[EXERCISES]:
**1)** In the passage on thread interleaving, condense the paragraph beginning "So the results are nondeterministic" into a short bulleted list that keeps its main facts.
**2)** Carry on the passage on thread interleaving from the point where it ends.
— begin SELECTION —
The best way to understand the instruction sequence is to look at the generated assembly language (cleaned up just a bit). You can have the compiler generate assembly code instead of object code by giving it the -S flag. It will put the generated assembly in the same file name as the .c or

.cc file, but with a .s suffix.

                la      a, %r0
                 ld      [%r0],%r1
                 add     %r1,1,%r1
                 st      %r1,[%r0]
       
                 ld      [%r0], %o3 ! parameters are passed starting with
%o0
                 mov     %o0, %o1
                 la      .L17, %o0
                 call    printf

So when execute concurrently, the result depends on how the instructions
interleave. What are possible results?

         0 : 1                                      0 : 1
         1 : 2                                      1 : 1
       
         1 : 2                                      1 : 1
         0 : 1                                      0 : 1
       
         1 : 1                                      0 : 2
         0 : 2                                      1 : 2
       
         0 : 2                                      1 : 2
         1 : 1                                      0 : 2

So the results are nondeterministic - you may get different results when you run the program more than once. So, it can be very difficult to reproduce bugs. Nondeterministic execution is one of the things that makes writing parallel programs much more difficult than writing serial programs.

Chances are, the programmer is not happy with all of the possible results listed above. Probably wanted the value of a to be 2 after both threads finish. To achieve this, must make the increment operation atomic. That is, must prevent the interleaving of the instructions in a way that would
interfere with the additions.
— end SELECTION —
— begin EXTRACTED DATA —
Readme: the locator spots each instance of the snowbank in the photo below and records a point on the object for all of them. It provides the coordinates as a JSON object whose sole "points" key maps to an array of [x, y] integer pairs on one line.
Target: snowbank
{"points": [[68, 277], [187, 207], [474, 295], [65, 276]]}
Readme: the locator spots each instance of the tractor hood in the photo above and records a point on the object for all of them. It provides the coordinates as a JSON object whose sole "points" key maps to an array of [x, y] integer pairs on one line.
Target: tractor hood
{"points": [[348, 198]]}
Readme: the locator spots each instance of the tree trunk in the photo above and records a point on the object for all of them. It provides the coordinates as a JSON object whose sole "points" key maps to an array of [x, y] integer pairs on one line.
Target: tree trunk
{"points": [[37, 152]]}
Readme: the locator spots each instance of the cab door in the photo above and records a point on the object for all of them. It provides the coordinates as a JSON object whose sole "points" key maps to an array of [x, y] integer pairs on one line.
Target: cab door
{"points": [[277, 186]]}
— end EXTRACTED DATA —
[OUTPUTS FOR THE TASKS]:
**1)**
- The results are nondeterministic: running the program more than once can give different results.
- Because of this, bugs can be very hard to reproduce.
- Nondeterministic execution is one reason parallel programs are much harder to write than serial ones.

**2)**
Concept of atomic operation. An atomic operation is one that executes without any interference from other operations - in other words, it executes as one unit. Typically build complex atomic operations up out of sequences of primitive operations. In our case the primitive operations are the individual machine instructions.

More formally, if several atomic operations execute, the final result is guaranteed to be the same as if the operations executed in some serial order.

In our case above, build an increment operation up out of loads, stores and add machine instructions. Want the increment operation to be atomic.

Use synchronization operations to make code sequences atomic. First synchronization abstraction: semaphores. A semaphore is, conceptually, a counter that supports two atomic operations, P and V. Here is the Semaphore interface from Nachos:

        class Semaphore {
          public:
             Semaphore(char* debugName, int initialValue);     
             ~Semaphore();                                   
             void P();
             void V();
         }

Here is what the operations do:

Semphore(name, count) : creates a semaphore and initializes the counter to count.

   P() : Atomically waits until the counter is greater than 0, then decrements the counter and returns.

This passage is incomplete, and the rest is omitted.